Reading passage ->

Known problems with the simulator
As a result of discussions with the PowerTCP authors about anomalies in the Homa measurements, we have uncovered the following bugs and missing features in the simulator:
Incorrect implementation of priority queues. The simulator reads packet priorities incorrectly.
No shared buffer pools. The simulator implements only statically allocated pools. For best performance, Homa needs shared buffer pools (which are common in modern switches); statically allocated pools can result in unnecessary packet drops.
No support for non-uniform RTTs. Homa senders are allowed to transmit one BDP of data unilaterally for each message, without waiting for grants. This amount depends on the round-trip time between sender and receiver. In most datacenter fabrics, RTTs are non-uniform (e.g., in the PowerTCP simulations intra-rack RTTs were 4 usec, while inter-rack RTTs were 28 usec); it has been our expectation that in environments like this Homa should use different BDP values for different sender-receiver pairs, depending on their RTTs (which should be measured dynamically). However, this expected behavior is not specified in any of the Homa papers, and the simulator supports only a single RTT value for all client-server pairs.
Sender-driven retry. The simulator had an option to use sender-driven retry, which was enabled for the PowerTCP measurements. This is not part of the Homa design (Homa uses receiver-driven retry) and it causes poor performance under some conditions.
All of these issues have now been registered in the simulator’s GitHub repository.
Consequences of the simulator problems
Figures 9 and 10 are incorrect. These figures show step-wise increases in buffer occupancy for Homa. However, this is an artifact of the simulator’s use of sender-driven retry (senders were timing out and resending all their unscheduled data). When sender-driven retry was disabled, the steps went away in both figures.
Figure 11 is incorrect. This figure indicates that bandwidth sharing is occurring between flows, which should not happen in Homa due to its SRPT mechanism. This result was a consequence of the bug in the implementation of priority queues. After fixing the bug all of Figures 11(b)-(f) look like Figure 11(a) (overcommitment has no impact on incast situations).

Entries pointing to labeled objects ->
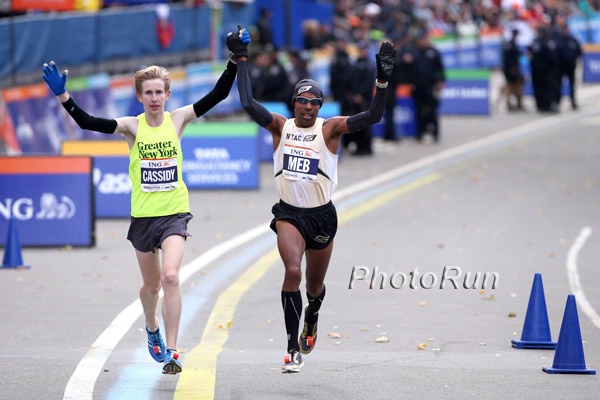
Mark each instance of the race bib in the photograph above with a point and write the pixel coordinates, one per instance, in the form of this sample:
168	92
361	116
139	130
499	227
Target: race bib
158	175
300	163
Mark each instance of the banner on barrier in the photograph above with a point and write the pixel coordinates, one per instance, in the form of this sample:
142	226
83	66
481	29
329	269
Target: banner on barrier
112	186
220	155
50	197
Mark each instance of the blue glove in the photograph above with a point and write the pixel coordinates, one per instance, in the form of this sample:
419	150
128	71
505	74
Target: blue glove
244	35
238	43
55	80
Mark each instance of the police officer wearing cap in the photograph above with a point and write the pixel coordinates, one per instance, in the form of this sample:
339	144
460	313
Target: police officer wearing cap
305	172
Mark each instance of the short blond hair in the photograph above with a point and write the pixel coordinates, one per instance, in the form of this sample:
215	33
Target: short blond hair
152	72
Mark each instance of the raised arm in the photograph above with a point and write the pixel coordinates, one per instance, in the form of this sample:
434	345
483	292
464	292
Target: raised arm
57	83
238	45
385	64
218	93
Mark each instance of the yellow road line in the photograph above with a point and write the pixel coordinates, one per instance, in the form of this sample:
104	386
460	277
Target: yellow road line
198	379
380	200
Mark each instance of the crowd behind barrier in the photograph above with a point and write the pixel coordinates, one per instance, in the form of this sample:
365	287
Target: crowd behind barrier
218	155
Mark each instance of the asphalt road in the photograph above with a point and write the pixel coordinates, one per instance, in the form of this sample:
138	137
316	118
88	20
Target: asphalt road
506	195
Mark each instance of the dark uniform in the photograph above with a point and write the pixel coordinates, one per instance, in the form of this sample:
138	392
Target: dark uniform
427	77
363	73
545	70
397	78
340	78
511	68
569	51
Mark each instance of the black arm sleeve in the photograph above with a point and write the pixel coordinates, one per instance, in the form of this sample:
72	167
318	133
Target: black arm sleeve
372	116
218	93
86	121
254	109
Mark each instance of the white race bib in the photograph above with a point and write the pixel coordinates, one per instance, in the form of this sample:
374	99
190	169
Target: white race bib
158	175
300	163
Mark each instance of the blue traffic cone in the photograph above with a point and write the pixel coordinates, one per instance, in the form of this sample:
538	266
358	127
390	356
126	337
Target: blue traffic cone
569	358
12	251
536	329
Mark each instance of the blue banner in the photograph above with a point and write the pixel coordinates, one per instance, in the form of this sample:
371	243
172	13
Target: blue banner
220	156
112	194
591	64
50	198
466	92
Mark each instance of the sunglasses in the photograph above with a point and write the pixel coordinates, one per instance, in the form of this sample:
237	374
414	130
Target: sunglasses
315	102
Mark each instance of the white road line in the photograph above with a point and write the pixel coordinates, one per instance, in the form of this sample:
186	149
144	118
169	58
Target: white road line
574	281
82	382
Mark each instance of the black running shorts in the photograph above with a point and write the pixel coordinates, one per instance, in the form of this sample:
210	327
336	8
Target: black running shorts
317	225
147	233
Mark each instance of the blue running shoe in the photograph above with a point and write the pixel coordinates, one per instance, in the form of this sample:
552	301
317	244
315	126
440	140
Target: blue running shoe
292	362
172	365
156	347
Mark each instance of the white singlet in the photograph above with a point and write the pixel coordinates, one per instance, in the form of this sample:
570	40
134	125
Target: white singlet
305	169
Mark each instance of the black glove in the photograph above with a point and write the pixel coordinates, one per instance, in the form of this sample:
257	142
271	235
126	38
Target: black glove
237	42
385	61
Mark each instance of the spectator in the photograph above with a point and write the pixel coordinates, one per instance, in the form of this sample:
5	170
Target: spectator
545	70
340	76
570	52
427	77
263	29
361	93
511	68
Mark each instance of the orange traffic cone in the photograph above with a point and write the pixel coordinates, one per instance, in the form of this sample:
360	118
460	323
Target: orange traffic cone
569	358
12	251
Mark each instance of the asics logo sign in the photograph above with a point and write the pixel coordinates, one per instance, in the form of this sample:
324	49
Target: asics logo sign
50	206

Directive A ->
Please copy everything from "Consequences of the" down to "on incast situations)." in the Homa simulator notes, swapping "buffer occupancy" out for "queue length".
Directive B ->
Resume the Homa simulator notes, picking up right after their final sentence.

Right answer A ->
Consequences of the simulator problems
Figures 9 and 10 are incorrect. These figures show step-wise increases in queue length for Homa. However, this is an artifact of the simulator’s use of sender-driven retry (senders were timing out and resending all their unscheduled data). When sender-driven retry was disabled, the steps went away in both figures.
Figure 11 is incorrect. This figure indicates that bandwidth sharing is occurring between flows, which should not happen in Homa due to its SRPT mechanism. This result was a consequence of the bug in the implementation of priority queues. After fixing the bug all of Figures 11(b)-(f) look like Figure 11(a) (overcommitment has no impact on incast situations).

Right answer B ->
The paper’s claim that Homa works best with a degree of overcommitment of 1 is incorrect: this conclusion was based on the incorrect data in Figures 9-11. This calls into question all of the other Homa measurements in the paper, since they were made with an overcommitment degree of 1.
Figure 4 is an artifact of non-uniform RTT handling. Figure 4 seems to show that Homa suffers higher peak buffer usage under incast than PowerTCP. However, this is entirely an artifact of how non-uniform RTTs were handled. Because the simulator supports only a single RTT value for computing unscheduled data, the PowerTCP authors decided to use the largest value (28 usec). This means that 7x too much unilateral data is sent when communicating within a rack, which results in excessive buffer buildup. The PowerTCP authors agree that if Homa were implemented in the way we assumed, its peak buffer usage under incast would be identical to PowerTCP’s.
Figure 6 contradicts prior work. The behavior shown for Homa in this figure is dramatically worse than, and qualitatively different from, measurements of 3 other Homa implementations running the same workload. It seems likely that the known simulator problems affected this figure, so the figure should be considered unreliable until it has undergone additional analysis to explain exactly why it differs from previous Homa measurements.
Additional anomalies. Even after fixing the bugs above, there are still anomalies in the simulation results (as one example, Homa’s buffer usage appears too high in the revised Figures 10; see this GitHub issue for details). These anomalies have not yet been resolved.
Before any of the paper’s Homa measurements or conclusions can be considered valid, the known bugs need to be fixed, missing simulator features need to be implemented, and the remaining anomalies need to be analyzed to see if there are additional simulator problems. Once all of these issues have been resolved, all of the Homa measurements need to be retaken.
Homa vs. PowerTCP: which is better?
Contrary to the paper’s conclusions, there are good reasons to believe that Homa will outperform PowerTCP once all of the simulator problems are fixed. Further measurements are needed to confirm these arguments, but the arguments provide additional reasons to be skeptical of the paper’s claims about Homa until proper measurements have been made.
Homa’s response to incast is strictly faster than PowerTCP. Knowledge of message sizes gives Homa a fundamental advantage: it can predict incasts before they happen. During incast, a Homa receiver becomes aware of a problem as soon as it has received packets from at least 2 messages. At this point it knows exactly how much data is coming, so it can instantly stop issuing grants and all senders will stop transmitting after their initial BDP of data (modulo an extra packet or two for the first message). This is the fastest possible response, absent additional in-network mechanisms for incast detection. PowerTCP depends on queue buildup to provide a congestion signal, which must inevitably take at least a bit more time. In addition, senders scale back gradually as they receive ever-more-dire feedback; this also takes additional time. The only way to improve upon Homa’s response is to reduce the amount of data sent unilaterally. Either Homa or PowerTCP could do this, but it would result in loss of throughput on lightly loaded networks.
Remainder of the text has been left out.